■ **What is required**
Write out the listing word for word, starting at its first line and stopping after the line that contains "503 285 L 496".

-- Start Provided data --

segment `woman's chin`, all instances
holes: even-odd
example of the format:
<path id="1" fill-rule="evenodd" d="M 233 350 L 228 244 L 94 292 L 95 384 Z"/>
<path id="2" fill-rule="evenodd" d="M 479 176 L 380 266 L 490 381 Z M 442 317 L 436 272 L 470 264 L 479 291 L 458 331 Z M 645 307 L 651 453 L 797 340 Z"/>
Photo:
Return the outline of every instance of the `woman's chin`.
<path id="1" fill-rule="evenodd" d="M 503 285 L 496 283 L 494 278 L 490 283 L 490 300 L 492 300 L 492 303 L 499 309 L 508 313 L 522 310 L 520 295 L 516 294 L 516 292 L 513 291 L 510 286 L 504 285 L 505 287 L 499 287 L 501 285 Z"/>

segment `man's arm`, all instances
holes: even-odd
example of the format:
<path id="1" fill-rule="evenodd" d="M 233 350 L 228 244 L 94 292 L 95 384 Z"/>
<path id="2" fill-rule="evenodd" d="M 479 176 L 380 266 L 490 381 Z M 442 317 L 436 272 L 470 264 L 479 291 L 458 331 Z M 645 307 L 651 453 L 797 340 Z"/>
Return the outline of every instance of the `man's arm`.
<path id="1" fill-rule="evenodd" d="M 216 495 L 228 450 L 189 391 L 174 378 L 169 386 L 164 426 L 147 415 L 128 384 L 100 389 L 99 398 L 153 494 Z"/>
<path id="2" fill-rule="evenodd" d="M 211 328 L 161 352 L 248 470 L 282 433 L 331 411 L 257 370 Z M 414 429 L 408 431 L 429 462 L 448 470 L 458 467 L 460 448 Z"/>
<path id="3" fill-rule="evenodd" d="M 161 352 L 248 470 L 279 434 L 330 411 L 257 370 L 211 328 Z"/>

-- End Provided data --

■ **Answer to this task**
segment `woman's chin`, all instances
holes: even-odd
example of the format:
<path id="1" fill-rule="evenodd" d="M 233 350 L 228 244 L 94 292 L 95 384 Z"/>
<path id="2" fill-rule="evenodd" d="M 479 176 L 380 266 L 490 381 Z M 442 317 L 436 272 L 470 264 L 479 291 L 458 331 Z M 645 307 L 651 453 L 797 340 Z"/>
Photo:
Return the outline of every instance of the `woman's chin`.
<path id="1" fill-rule="evenodd" d="M 503 285 L 496 283 L 494 278 L 490 283 L 490 300 L 492 300 L 492 303 L 499 309 L 508 313 L 522 310 L 520 295 L 516 294 L 516 292 L 513 291 L 510 286 L 504 285 L 505 287 L 499 287 L 501 285 Z"/>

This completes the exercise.